## GOAL
Reproduce only this part of the listing: the line with "the girl riding", plus every line after it through the last.

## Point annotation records
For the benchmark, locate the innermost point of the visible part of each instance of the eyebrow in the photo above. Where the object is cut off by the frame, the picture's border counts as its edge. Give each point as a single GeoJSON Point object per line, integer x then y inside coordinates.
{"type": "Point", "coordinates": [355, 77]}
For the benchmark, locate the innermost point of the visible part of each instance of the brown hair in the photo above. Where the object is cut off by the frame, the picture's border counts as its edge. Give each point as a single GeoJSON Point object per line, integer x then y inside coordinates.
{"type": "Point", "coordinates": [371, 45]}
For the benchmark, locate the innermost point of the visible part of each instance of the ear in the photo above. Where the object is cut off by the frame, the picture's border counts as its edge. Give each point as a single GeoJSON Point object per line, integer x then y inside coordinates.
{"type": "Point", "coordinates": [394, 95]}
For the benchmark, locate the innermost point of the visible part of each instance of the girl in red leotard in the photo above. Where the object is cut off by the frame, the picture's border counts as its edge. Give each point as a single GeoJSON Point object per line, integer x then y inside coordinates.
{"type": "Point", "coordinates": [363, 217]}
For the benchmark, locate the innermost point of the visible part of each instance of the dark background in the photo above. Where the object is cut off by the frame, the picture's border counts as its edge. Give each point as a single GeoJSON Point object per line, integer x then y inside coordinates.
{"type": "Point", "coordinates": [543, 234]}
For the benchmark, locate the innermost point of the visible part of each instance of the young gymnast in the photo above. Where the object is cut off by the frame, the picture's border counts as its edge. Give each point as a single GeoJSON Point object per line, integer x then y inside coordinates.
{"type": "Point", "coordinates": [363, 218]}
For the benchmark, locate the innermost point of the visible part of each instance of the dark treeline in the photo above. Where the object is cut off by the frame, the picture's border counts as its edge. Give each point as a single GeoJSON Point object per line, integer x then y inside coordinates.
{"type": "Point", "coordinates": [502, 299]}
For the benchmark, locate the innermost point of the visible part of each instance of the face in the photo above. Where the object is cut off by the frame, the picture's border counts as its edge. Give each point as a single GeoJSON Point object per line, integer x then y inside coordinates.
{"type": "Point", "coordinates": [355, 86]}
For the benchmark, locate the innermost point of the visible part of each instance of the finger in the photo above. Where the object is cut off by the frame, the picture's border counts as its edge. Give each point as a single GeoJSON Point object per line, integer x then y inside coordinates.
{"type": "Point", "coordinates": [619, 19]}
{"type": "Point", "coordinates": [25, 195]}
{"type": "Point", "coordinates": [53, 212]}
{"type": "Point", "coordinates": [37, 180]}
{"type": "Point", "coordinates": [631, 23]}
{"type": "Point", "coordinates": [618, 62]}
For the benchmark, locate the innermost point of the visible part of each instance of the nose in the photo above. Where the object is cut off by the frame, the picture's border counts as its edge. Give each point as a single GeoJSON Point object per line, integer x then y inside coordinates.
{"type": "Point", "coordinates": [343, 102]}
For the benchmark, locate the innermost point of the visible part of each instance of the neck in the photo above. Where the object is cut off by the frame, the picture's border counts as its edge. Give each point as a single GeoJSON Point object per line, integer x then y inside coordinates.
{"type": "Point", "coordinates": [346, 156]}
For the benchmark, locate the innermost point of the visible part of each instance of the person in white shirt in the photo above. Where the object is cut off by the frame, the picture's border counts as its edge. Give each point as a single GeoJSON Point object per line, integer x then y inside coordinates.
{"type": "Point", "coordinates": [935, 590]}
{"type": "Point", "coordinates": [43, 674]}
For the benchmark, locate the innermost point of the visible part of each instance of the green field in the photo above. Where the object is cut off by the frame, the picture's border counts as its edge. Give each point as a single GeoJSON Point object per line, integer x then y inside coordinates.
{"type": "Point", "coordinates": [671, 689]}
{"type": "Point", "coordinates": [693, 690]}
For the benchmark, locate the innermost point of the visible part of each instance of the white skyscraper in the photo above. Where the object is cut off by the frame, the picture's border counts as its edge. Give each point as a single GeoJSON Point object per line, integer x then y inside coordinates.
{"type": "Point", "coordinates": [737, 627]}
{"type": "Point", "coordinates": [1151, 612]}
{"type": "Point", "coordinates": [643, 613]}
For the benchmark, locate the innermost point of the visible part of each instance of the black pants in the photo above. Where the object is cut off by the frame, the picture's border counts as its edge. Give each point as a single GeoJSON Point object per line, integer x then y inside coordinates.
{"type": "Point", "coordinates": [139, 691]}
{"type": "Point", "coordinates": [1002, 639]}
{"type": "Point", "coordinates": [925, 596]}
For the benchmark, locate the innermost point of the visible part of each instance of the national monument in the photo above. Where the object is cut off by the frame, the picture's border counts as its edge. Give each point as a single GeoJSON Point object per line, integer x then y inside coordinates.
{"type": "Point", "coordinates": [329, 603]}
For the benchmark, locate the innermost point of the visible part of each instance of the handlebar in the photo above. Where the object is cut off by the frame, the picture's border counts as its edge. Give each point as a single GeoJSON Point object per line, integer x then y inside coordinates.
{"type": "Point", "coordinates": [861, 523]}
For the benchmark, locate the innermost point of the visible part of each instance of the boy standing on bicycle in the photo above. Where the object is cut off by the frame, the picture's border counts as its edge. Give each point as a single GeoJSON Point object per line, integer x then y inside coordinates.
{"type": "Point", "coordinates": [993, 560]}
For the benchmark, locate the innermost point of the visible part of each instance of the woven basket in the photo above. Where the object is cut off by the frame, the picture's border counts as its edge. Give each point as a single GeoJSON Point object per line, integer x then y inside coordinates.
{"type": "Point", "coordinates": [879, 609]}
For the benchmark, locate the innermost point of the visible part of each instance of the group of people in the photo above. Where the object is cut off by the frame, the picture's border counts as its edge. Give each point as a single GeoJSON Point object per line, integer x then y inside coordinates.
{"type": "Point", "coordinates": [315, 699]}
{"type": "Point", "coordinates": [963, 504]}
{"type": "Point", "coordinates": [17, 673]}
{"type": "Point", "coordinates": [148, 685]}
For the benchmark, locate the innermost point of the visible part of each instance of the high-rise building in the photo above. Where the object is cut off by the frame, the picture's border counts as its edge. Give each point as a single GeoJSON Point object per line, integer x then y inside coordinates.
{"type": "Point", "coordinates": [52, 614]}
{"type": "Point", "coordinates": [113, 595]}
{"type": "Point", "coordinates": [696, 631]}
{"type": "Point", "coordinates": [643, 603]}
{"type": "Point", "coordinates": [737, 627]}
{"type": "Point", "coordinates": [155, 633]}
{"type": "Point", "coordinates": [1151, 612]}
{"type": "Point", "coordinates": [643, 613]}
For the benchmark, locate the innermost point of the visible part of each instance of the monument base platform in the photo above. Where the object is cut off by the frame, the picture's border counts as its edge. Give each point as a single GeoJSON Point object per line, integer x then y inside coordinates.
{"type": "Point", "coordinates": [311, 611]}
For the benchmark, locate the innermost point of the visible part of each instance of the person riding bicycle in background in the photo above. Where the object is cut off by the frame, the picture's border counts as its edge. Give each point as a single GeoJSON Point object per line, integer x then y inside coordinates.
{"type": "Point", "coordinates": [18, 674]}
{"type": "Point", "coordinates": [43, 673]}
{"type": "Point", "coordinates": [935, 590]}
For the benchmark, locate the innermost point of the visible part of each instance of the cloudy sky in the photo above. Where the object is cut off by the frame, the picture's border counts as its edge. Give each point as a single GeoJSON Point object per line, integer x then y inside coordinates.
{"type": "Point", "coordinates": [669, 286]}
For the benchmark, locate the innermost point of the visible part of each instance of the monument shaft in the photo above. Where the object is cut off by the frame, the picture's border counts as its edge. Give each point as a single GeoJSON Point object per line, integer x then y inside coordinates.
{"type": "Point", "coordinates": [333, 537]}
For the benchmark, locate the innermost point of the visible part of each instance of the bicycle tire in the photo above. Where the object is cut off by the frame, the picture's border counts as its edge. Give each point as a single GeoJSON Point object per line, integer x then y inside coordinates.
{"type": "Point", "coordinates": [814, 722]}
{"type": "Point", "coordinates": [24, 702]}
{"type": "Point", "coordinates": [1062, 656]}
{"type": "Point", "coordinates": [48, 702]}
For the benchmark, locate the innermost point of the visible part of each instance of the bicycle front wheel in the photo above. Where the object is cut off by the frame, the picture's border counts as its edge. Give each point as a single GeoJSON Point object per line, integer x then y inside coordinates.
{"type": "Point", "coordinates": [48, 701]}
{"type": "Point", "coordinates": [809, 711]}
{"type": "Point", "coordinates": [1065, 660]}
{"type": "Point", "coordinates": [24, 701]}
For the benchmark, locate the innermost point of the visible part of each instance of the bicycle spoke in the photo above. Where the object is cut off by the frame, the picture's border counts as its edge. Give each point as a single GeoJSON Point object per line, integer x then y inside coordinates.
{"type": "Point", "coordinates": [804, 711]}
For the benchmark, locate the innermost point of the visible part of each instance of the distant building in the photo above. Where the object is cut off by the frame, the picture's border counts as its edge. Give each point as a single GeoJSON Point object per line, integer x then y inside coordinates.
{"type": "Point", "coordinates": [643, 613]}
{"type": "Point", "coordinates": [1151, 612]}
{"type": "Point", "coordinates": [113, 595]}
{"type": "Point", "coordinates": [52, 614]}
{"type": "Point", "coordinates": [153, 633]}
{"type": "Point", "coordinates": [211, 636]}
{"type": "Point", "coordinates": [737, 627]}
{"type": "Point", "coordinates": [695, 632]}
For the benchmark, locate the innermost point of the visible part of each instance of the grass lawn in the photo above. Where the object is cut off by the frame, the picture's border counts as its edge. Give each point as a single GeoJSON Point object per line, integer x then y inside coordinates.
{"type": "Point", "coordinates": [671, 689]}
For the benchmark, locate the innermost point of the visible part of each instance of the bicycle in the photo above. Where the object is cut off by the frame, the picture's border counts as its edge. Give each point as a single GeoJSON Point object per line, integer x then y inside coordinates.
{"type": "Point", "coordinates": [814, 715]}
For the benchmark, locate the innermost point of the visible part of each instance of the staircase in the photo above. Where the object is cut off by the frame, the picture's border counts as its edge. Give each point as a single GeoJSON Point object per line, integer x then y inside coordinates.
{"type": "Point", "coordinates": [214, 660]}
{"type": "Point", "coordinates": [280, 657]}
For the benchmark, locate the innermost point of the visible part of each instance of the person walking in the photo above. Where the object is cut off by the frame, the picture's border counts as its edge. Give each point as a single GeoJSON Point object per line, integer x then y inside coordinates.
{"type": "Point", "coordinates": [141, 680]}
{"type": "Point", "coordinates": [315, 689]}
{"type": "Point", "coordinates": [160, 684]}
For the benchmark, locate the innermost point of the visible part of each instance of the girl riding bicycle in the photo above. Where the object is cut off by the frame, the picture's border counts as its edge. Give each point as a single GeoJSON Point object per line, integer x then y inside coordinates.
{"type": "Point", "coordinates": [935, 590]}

## ANSWER TO THE EXERCISE
For the benchmark, locate the innermost point of the visible part of each instance of the girl riding bicycle in the photo above. Where the object is cut off by the frame, the picture's border counts as its edge. Give each point as a single GeoJSON Point object per line, integer x then y inside coordinates.
{"type": "Point", "coordinates": [935, 590]}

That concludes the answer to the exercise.